--- Records to process ---

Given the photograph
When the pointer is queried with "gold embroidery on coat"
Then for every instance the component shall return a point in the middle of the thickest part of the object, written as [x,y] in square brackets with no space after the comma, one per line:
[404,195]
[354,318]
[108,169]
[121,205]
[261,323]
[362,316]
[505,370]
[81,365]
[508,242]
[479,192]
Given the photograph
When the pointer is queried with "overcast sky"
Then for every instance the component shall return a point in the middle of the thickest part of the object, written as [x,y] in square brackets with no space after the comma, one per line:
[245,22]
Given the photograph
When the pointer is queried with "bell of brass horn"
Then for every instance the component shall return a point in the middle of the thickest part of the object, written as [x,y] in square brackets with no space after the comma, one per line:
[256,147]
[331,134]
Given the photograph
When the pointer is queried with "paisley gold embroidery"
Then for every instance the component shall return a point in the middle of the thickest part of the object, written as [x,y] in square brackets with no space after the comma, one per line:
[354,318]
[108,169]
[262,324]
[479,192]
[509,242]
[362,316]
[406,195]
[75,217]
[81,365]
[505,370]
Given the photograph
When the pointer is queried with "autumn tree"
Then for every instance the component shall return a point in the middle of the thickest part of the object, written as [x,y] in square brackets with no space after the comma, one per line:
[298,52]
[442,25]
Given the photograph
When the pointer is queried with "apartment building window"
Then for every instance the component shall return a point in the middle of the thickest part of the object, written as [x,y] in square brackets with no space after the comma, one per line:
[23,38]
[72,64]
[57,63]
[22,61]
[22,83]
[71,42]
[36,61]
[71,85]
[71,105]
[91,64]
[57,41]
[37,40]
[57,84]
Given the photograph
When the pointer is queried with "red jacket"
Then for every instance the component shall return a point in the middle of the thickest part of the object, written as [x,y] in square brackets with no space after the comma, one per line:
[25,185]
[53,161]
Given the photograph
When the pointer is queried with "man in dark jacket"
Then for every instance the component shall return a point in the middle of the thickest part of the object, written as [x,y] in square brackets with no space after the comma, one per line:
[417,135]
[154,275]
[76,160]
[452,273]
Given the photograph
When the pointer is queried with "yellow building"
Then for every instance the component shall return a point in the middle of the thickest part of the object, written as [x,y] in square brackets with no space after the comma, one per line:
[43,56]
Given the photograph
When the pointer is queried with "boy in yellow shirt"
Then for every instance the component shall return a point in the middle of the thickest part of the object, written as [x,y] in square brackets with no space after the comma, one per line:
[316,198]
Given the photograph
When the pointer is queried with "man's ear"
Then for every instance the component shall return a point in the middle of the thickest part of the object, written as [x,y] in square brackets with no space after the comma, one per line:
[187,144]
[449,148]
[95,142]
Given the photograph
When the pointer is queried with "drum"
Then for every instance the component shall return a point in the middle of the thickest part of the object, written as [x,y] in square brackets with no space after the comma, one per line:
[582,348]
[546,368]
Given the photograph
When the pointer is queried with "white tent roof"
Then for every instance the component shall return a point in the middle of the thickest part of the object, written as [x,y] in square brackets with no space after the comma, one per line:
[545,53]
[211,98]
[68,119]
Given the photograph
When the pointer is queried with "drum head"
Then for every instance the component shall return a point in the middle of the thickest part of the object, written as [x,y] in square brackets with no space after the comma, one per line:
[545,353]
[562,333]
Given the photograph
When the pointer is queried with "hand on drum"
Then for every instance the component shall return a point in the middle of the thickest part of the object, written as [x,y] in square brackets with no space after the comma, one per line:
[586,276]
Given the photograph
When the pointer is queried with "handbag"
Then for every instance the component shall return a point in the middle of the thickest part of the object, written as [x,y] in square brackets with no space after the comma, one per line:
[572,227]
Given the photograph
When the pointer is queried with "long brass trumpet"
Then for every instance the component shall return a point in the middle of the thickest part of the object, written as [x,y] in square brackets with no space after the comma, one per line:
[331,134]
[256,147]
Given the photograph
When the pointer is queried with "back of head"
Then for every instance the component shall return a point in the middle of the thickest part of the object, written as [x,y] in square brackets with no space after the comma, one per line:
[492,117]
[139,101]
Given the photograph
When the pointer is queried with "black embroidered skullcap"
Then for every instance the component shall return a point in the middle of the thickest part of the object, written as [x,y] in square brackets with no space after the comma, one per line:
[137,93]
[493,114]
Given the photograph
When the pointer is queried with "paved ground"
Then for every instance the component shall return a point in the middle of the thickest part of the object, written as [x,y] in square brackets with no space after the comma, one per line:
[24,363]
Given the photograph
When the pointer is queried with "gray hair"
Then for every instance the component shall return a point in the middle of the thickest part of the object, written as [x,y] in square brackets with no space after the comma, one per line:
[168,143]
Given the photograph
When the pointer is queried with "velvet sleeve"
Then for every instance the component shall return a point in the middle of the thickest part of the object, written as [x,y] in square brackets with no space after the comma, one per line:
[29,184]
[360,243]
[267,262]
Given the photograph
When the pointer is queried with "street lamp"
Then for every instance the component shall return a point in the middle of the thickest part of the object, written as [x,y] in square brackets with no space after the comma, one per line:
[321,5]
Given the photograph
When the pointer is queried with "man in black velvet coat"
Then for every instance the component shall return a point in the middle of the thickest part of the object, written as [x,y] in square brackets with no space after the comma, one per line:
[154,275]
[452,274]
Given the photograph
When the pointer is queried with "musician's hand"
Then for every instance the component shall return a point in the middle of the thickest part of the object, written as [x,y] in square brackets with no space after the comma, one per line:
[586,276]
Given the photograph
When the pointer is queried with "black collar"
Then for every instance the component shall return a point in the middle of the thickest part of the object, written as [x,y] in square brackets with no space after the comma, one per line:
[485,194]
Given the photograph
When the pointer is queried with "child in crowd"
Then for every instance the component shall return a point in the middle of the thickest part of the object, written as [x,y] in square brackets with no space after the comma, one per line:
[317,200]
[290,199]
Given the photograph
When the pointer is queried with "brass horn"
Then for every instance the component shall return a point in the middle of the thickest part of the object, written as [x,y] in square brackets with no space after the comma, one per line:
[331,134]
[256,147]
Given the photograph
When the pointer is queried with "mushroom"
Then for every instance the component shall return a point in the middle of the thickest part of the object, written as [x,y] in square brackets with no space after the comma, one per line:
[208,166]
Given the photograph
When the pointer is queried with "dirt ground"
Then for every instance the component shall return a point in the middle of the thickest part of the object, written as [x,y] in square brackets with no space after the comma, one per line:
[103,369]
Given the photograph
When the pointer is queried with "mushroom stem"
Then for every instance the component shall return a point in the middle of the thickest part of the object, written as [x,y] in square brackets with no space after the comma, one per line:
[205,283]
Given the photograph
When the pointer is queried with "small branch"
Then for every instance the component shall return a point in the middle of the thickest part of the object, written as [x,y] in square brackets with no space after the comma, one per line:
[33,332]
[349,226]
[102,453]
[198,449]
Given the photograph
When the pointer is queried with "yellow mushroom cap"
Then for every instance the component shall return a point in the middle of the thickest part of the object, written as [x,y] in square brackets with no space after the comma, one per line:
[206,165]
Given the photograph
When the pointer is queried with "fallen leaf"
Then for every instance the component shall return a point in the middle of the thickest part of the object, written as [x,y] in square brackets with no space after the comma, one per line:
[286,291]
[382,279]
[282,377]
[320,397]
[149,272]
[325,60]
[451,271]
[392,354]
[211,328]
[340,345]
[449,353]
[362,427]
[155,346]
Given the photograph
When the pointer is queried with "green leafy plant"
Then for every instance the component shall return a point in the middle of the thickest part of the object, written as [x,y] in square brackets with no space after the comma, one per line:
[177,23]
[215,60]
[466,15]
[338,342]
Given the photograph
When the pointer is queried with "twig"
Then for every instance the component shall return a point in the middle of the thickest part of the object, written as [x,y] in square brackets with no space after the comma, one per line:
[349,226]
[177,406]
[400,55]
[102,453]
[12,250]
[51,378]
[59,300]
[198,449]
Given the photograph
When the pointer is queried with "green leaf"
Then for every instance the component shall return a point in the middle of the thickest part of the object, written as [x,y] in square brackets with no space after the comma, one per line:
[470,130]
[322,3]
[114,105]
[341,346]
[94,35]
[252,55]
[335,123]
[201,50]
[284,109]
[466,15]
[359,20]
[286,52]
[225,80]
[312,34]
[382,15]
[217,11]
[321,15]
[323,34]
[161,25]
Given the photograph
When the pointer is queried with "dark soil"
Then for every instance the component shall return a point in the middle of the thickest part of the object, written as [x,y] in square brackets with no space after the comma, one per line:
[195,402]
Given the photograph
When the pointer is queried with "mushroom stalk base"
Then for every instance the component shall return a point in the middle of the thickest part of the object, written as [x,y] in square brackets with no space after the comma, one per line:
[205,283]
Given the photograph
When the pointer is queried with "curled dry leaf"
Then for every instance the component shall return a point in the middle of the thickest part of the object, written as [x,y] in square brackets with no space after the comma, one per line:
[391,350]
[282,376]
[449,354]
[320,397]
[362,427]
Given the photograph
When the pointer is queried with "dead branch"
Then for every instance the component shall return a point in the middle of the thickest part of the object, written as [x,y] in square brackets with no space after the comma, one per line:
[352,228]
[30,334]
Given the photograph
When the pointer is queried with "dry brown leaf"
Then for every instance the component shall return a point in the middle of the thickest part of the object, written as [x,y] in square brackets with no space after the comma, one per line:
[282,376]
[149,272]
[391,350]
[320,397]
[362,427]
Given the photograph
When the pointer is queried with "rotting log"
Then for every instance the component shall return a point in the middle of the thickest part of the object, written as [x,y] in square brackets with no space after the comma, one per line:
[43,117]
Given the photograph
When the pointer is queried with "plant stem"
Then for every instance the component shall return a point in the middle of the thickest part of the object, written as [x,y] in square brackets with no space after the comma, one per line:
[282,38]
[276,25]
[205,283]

---

◆ **Exercise details**: In the listing above, find each line with "embroidery" and copy it.

◆ **Answer to this problem**:
When the pointer is queried with "gold embroidery on coat"
When the pointer is queried with "paisley gold embroidery"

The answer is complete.